Work instruction
Print every record exactly as it appears. Leave the pictures out.

—————

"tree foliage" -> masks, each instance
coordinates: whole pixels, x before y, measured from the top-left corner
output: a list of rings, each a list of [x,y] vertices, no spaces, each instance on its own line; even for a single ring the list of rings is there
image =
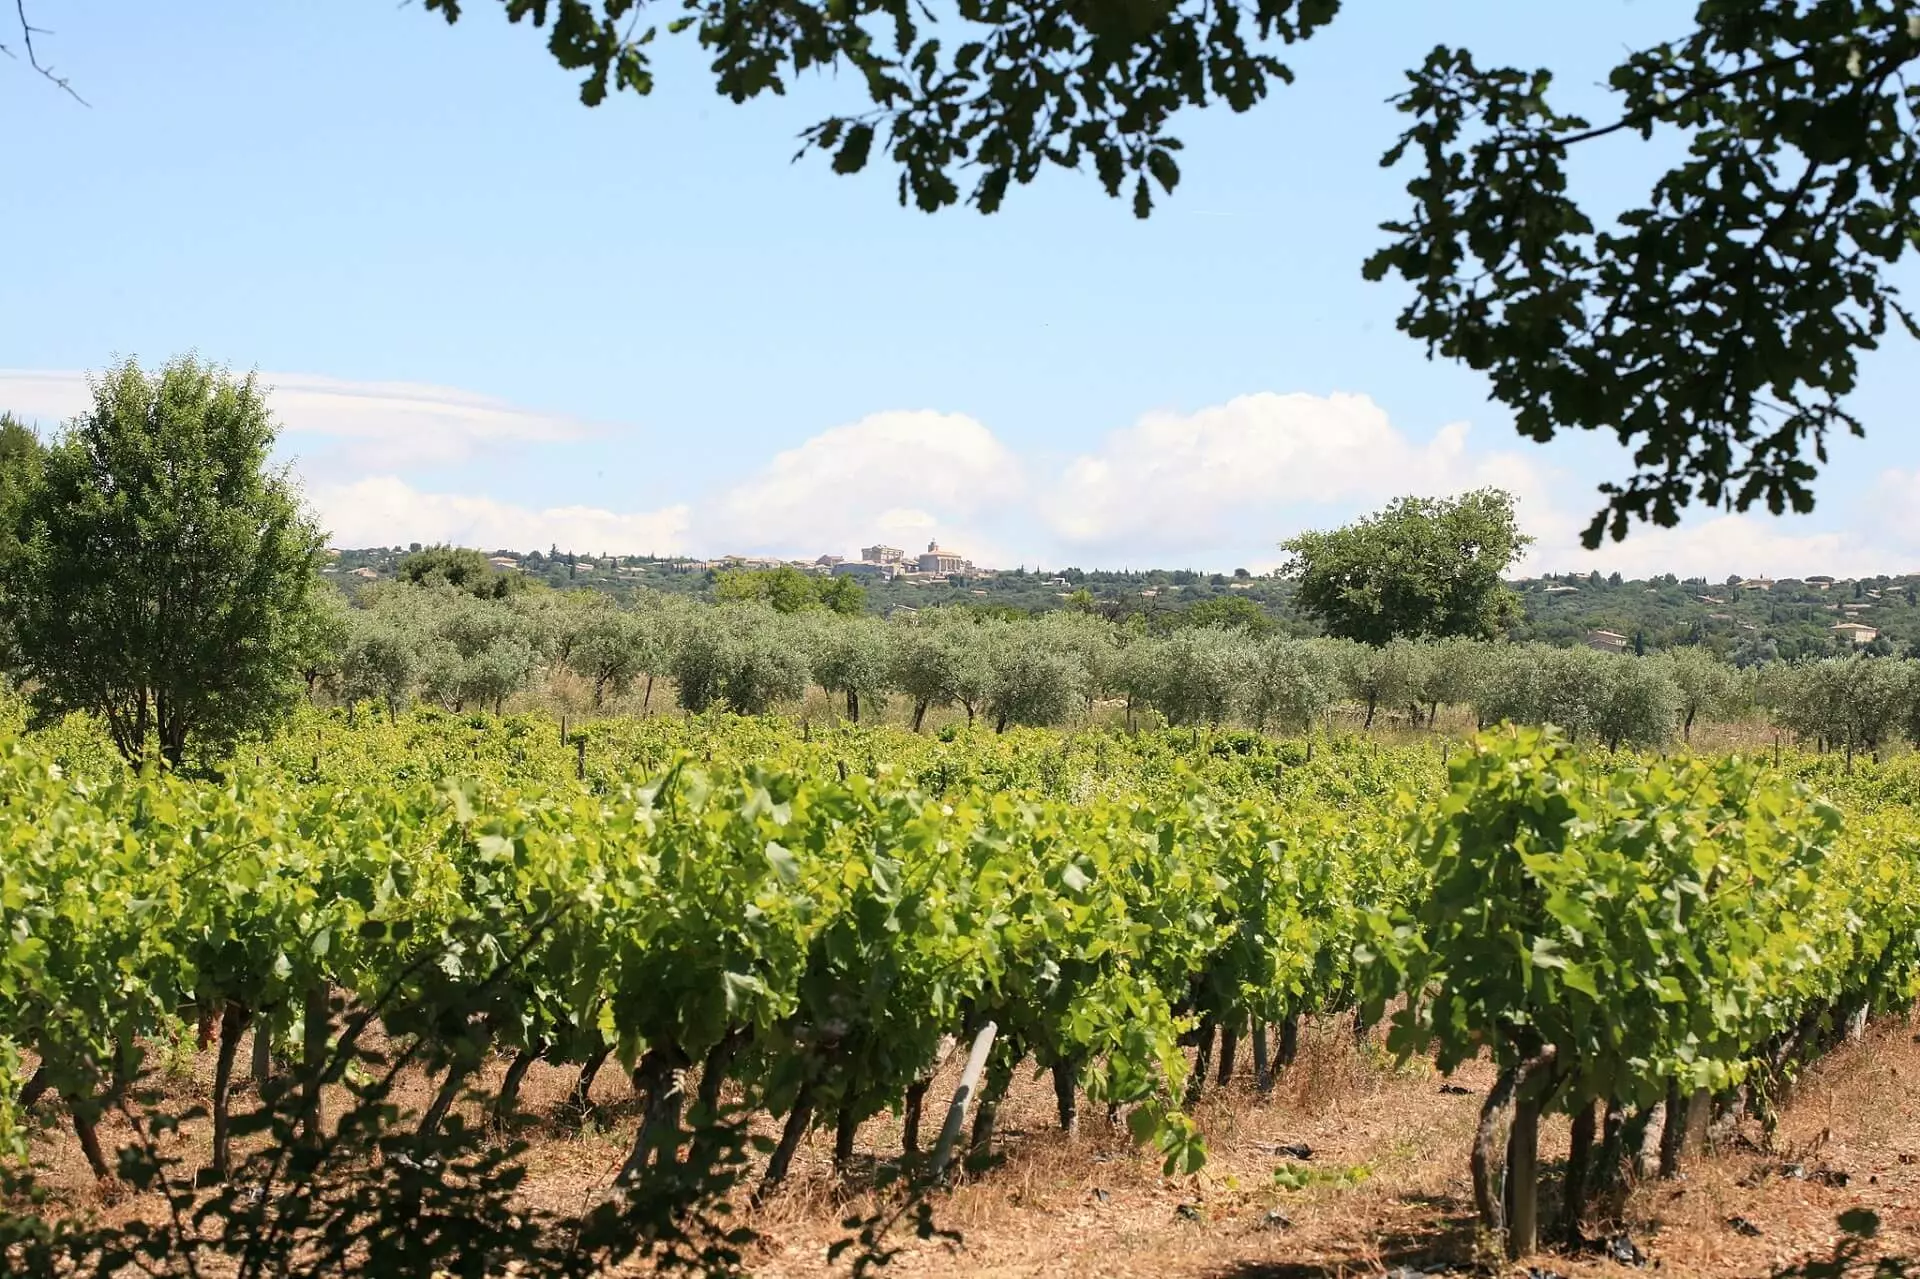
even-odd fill
[[[502,0],[551,20],[548,47],[584,71],[581,98],[649,93],[658,28],[635,0]],[[449,22],[461,0],[428,0]],[[808,71],[852,73],[871,106],[820,121],[801,151],[836,173],[876,157],[901,203],[984,213],[1048,167],[1090,167],[1145,217],[1171,192],[1186,108],[1245,111],[1292,79],[1277,46],[1339,0],[1006,0],[935,11],[908,0],[743,5],[684,0],[734,102]],[[1920,16],[1884,0],[1700,0],[1691,30],[1607,77],[1600,125],[1549,102],[1550,70],[1482,68],[1442,45],[1409,72],[1412,208],[1365,264],[1414,300],[1400,327],[1486,373],[1536,440],[1611,431],[1636,468],[1601,485],[1589,545],[1693,501],[1807,510],[1858,359],[1890,319],[1920,335],[1892,283],[1920,244]],[[1609,224],[1569,194],[1569,157],[1611,135],[1685,144],[1643,202]],[[1591,149],[1588,147],[1588,149]],[[963,183],[966,184],[963,186]]]
[[[519,573],[502,573],[483,552],[467,546],[429,546],[401,560],[399,572],[415,586],[441,582],[481,599],[505,599],[527,585]]]
[[[1501,578],[1532,540],[1499,489],[1405,497],[1345,528],[1281,543],[1289,557],[1281,571],[1299,583],[1300,607],[1344,639],[1492,639],[1518,614]]]
[[[1684,37],[1608,79],[1614,122],[1551,105],[1550,71],[1441,46],[1400,99],[1387,153],[1413,210],[1367,264],[1414,300],[1400,327],[1484,372],[1521,434],[1611,431],[1635,472],[1585,534],[1671,525],[1690,502],[1813,507],[1828,437],[1920,245],[1920,14],[1880,0],[1703,0]],[[1573,147],[1686,145],[1607,227],[1568,193]]]
[[[713,594],[722,602],[763,601],[780,613],[824,608],[851,617],[867,606],[865,588],[851,577],[818,577],[791,564],[723,570],[714,578]]]
[[[584,71],[580,99],[610,88],[653,91],[649,46],[635,0],[502,0],[508,18],[552,20],[547,47]],[[784,94],[808,71],[845,70],[871,109],[835,115],[802,135],[801,153],[830,156],[835,173],[858,173],[878,154],[900,170],[900,203],[932,212],[966,200],[992,213],[1015,183],[1049,167],[1091,166],[1109,195],[1145,217],[1153,188],[1180,180],[1167,132],[1186,107],[1222,102],[1245,111],[1269,81],[1292,72],[1263,47],[1312,35],[1339,0],[1200,0],[1088,4],[1010,0],[963,4],[943,29],[909,0],[741,4],[684,0],[666,25],[691,31],[711,58],[715,88],[732,101]],[[463,0],[427,0],[448,22]],[[962,190],[962,183],[967,189]]]
[[[302,672],[320,531],[269,466],[252,376],[132,360],[47,450],[0,608],[44,715],[99,715],[129,759],[270,725]]]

—————

Result of the exercise
"tree foliage" -> masks, each instance
coordinates: whole pixels, x before y, measured from the top-left corner
output: a list of rings, each a list of [x,y] vertices, no spaces, each instance on its own line; even for a single ring the list of rings is there
image =
even-odd fill
[[[502,0],[551,20],[548,47],[584,71],[581,98],[649,93],[658,28],[635,0]],[[449,22],[461,0],[428,0]],[[808,71],[852,73],[871,106],[820,121],[801,151],[836,173],[876,157],[901,203],[984,213],[1048,167],[1090,167],[1145,217],[1171,192],[1186,108],[1245,111],[1292,79],[1277,46],[1339,0],[1006,0],[935,11],[908,0],[743,5],[684,0],[734,102]],[[1920,16],[1884,0],[1700,0],[1691,30],[1607,77],[1600,125],[1549,102],[1550,70],[1482,68],[1442,45],[1409,72],[1412,208],[1365,264],[1414,300],[1400,327],[1486,373],[1536,440],[1611,431],[1636,468],[1601,485],[1589,545],[1693,501],[1807,510],[1858,359],[1890,319],[1920,335],[1892,283],[1920,244]],[[1609,224],[1569,194],[1569,157],[1611,135],[1685,144],[1643,202]],[[1591,149],[1588,147],[1588,149]],[[963,183],[966,184],[963,186]]]
[[[519,573],[502,573],[483,552],[467,546],[429,546],[401,560],[399,572],[415,586],[441,582],[481,599],[505,599],[527,585]]]
[[[1501,578],[1532,540],[1499,489],[1405,497],[1345,528],[1281,543],[1289,557],[1281,571],[1299,583],[1300,607],[1344,639],[1492,639],[1518,614]]]
[[[1684,37],[1608,79],[1614,122],[1551,105],[1550,71],[1441,46],[1400,99],[1387,153],[1413,210],[1367,264],[1414,300],[1400,327],[1484,372],[1521,434],[1611,431],[1635,472],[1585,534],[1671,525],[1690,502],[1813,507],[1828,437],[1920,245],[1920,14],[1880,0],[1703,0]],[[1573,147],[1686,145],[1607,227],[1568,193]]]
[[[713,594],[722,602],[763,601],[780,613],[824,608],[851,617],[867,606],[865,588],[851,577],[818,577],[791,564],[723,570],[714,578]]]
[[[584,71],[580,99],[610,88],[653,91],[649,46],[635,0],[502,0],[508,18],[552,20],[547,47]],[[784,94],[808,71],[845,70],[871,109],[835,115],[802,135],[801,153],[830,156],[835,173],[858,173],[878,154],[900,170],[900,203],[932,212],[966,200],[992,213],[1015,183],[1049,167],[1091,166],[1109,195],[1145,217],[1153,188],[1180,180],[1167,132],[1186,107],[1222,102],[1245,111],[1269,81],[1292,72],[1263,47],[1312,35],[1339,0],[1200,0],[1088,4],[1010,0],[963,4],[943,29],[909,0],[741,4],[684,0],[666,25],[691,31],[711,58],[715,88],[732,101]],[[463,0],[427,0],[448,22]],[[962,190],[962,183],[967,189]]]
[[[302,672],[320,531],[269,466],[252,376],[132,360],[47,450],[0,608],[44,715],[99,715],[129,759],[270,725]]]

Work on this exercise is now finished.